Direction: Return the data exactly, with all pictures removed.

Exercise material:
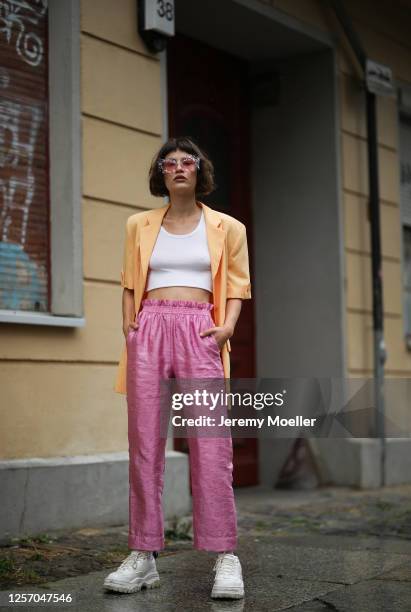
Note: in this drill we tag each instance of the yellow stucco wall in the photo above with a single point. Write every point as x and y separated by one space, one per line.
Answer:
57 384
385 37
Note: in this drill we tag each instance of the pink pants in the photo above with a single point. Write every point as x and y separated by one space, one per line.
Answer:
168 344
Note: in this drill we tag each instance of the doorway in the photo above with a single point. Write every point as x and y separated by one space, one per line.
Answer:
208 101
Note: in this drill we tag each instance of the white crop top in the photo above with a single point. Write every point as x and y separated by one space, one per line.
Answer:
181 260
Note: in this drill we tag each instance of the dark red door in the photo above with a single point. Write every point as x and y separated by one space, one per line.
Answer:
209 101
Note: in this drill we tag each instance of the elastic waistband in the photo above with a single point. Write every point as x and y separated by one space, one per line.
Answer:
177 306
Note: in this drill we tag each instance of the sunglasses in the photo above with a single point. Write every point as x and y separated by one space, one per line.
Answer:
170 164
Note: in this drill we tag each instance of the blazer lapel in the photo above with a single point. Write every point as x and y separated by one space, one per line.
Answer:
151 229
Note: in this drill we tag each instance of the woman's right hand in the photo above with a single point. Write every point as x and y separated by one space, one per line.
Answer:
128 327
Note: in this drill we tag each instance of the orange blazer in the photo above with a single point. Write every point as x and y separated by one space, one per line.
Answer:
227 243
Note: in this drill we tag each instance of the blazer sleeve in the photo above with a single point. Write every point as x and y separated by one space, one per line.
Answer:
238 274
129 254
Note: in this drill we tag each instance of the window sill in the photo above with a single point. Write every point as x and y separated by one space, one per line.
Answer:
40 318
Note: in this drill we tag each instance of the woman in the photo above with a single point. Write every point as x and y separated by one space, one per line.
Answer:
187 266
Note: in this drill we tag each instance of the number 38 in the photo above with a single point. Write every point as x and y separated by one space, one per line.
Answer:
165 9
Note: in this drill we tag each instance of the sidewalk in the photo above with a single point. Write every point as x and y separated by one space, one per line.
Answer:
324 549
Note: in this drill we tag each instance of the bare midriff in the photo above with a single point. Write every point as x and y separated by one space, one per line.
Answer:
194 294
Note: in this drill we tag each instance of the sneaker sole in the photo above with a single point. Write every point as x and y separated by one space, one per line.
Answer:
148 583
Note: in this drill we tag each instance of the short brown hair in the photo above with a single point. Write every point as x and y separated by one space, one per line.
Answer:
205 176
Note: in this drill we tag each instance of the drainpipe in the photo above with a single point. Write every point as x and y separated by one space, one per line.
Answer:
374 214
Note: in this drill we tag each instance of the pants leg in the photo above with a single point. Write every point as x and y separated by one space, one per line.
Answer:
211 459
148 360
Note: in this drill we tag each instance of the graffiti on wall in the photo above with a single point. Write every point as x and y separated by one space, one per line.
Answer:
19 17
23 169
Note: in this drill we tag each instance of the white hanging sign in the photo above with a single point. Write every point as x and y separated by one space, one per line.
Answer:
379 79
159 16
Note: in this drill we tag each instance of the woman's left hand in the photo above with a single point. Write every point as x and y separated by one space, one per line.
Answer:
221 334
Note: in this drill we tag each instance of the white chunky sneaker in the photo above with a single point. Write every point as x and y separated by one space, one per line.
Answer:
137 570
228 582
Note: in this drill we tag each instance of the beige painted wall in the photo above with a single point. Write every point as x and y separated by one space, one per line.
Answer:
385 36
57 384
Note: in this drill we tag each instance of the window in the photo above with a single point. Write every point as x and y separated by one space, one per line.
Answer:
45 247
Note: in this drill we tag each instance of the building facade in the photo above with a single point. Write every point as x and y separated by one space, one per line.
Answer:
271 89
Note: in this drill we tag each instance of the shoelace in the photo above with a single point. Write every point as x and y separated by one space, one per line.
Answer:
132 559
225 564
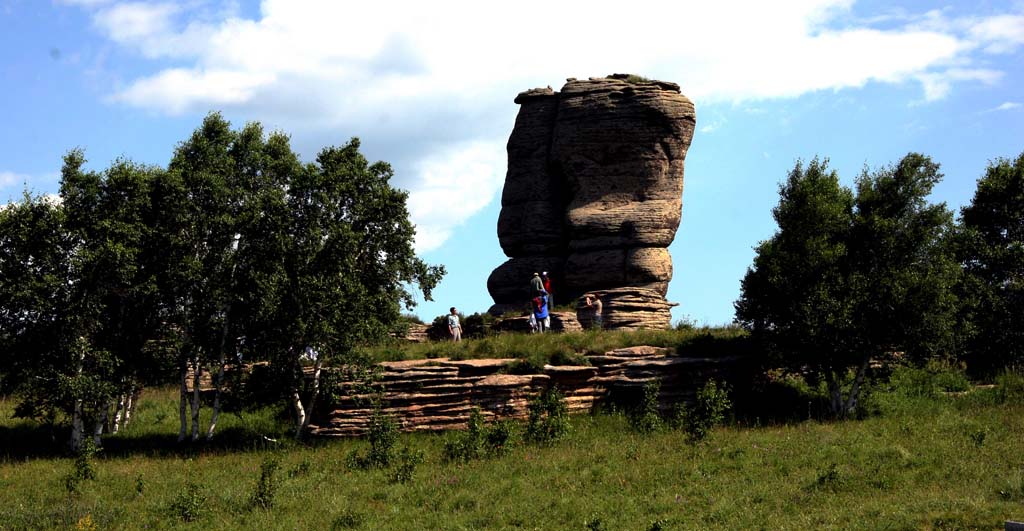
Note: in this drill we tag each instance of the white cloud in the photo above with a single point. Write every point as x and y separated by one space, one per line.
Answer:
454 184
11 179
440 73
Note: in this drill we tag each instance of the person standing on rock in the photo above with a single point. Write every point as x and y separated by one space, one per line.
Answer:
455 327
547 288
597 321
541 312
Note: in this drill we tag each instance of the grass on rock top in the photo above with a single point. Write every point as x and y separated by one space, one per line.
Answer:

Written solution:
Note: in this drill we tag each instance of the yellow stucco wall in the photo above with a single point. Write every point as x and y separated by one space, one per line.
Answer:
57 384
385 37
Note: in this drill we tag each instance of the pink pants in the photo above with a single point. Write every point as x and y separated by one space, one per line.
Answer:
168 344
Note: in this drill we tag each instance of the doorway in the photo above with a single point. Write every point as x and y separated by one space, one per line.
Answer:
208 101
Note: in this drill we tag each instance of the white crop top in the photo above with a single point. Write every point as x and y separated by one space, one per line.
Answer:
181 260
Note: in this drill we tag each instance of the dark red door in the photo above with a single point. Write every point as x and y separated by one space, one per line.
Answer:
209 101
Note: in this drill we tag each instance of the elastic waistband in the photo above with a single point. Write every point as x and y separated by one space, one per line.
Answer:
177 306
Note: in this drill we tag each instance of the sunglasses in the photo above with a single point. Write every point as x and y separated by one space, one per line.
Answer:
170 164
Note: in this drill we tag each instance of the blazer lapel in the photo above with a single point. Write every point as x and y separated by one space, one per line.
Answer:
151 229
Note: in this drill we tag each instance of the woman's right hand in the photo above with a single point. Write every point as x and y separated by one space, one per line.
Answer:
128 327
Note: in this drill we tag each instance of the orange blazer in the photo above with a single point. Write every point as x and y separated by one space, one per line.
Answer:
227 243
Note: in this drill we tag each instance of the blazer sleeve in the photo above with a single point. Write every point as x and y separated by one space, one per line.
Answer:
238 274
129 254
Note: in this drill we tag each instance of the window sill in the photo above with a single point. Write every point as x and y separated by one space, one per line.
Answer:
40 318
Note: in this drill we tag each instance of the woman in the photo above with a single point. Write every point as x and y separated by one space, one per line.
Answer:
187 266
Note: in this drill we tag each instance of the number 38 in the photo above with a single point. Write every point as x and y separated by one space, one per line.
Answer:
165 9
Note: in this drill we tag each instance of the sidewalk in the photo above with a single point. Write every point as x and y separated by one space, one per line.
Answer:
324 549
Note: in this drill we tag each instance of the bare midriff in the photo above with a single point. Write every point as x and y separated by one space, one per line.
Answer:
194 294
Note: in this drill we tag each instance of the sneaker sole in the photo above with a single point. Write every point as x and y separated by one space, one per line.
Answer:
148 583
Note: in this drill we tag each instance of the short brown hair in the photo above with a single point. Write every point as x and y separated by one space, one per line.
Answer:
205 176
Note: in this drill we tag each instance of the drainpipe in the photo above with a single point. Write every point as x and y separated by one space, one per line.
Answer:
374 214
Note: in this drill we tag each instance of the pants leg in the photo above with a single point. Write every point as x and y separated by one space, one per line.
Answer:
211 459
148 360
Note: in this drill we tag each instance of the graffiti on wall in the photo above with a single point. Write every point as x and y separated by one space, one per line.
Answer:
19 17
23 169
Note: in this drill we tag each instance of the white hanging sign in the photo above with a single point. Write every point as x and y separated by one space, one per line.
Answer:
379 79
159 16
Note: in this drill we tag each instance of the woman's left hand in the photo above with a single point. Write every point as x and y separated by one space, one per line.
Answer:
221 334
Note: in this drill we tag each instance of the white chunky sneaker in the photo above with a single point. Write every point as x and y separated by one space, one per line.
Answer:
137 570
228 582
Note: in this drill we tag each instance of the beige painted wall in the photo above with a single point. Write every point as x and y separated by one space, one per line.
Answer:
385 36
57 384
Note: in this drill we tag each instance of the window in the photo above with a single point. Write every point as x and y separated by one space, one per line.
Answer:
45 247
Note: in this drill we tag each instance of the building facade in the photo above with a single point. Write every point as x and y separated by one space, one per line.
Answer:
271 89
Note: in this drill we tag each instance of the shoelace in the photo above with a single point. Write every point as x and y separated by one space, one per line.
Answer:
132 559
225 564
Note: in this drill we tag each instance of the white cloud in the photo above with a single point. Write every point as x and y separated by one space, one per line.
Answer:
454 184
11 179
440 73
Note: in this drill we tag each instance of the person standing on rock in the photo above with a single point. Write every point as x and y separated by one space, one per line.
Answer:
455 327
547 288
597 321
541 312
Note: in this drill we tag each instance of the grass on rock top in the photo above with a single point. Write every point as x and y separated by one space, one per line.
Answer:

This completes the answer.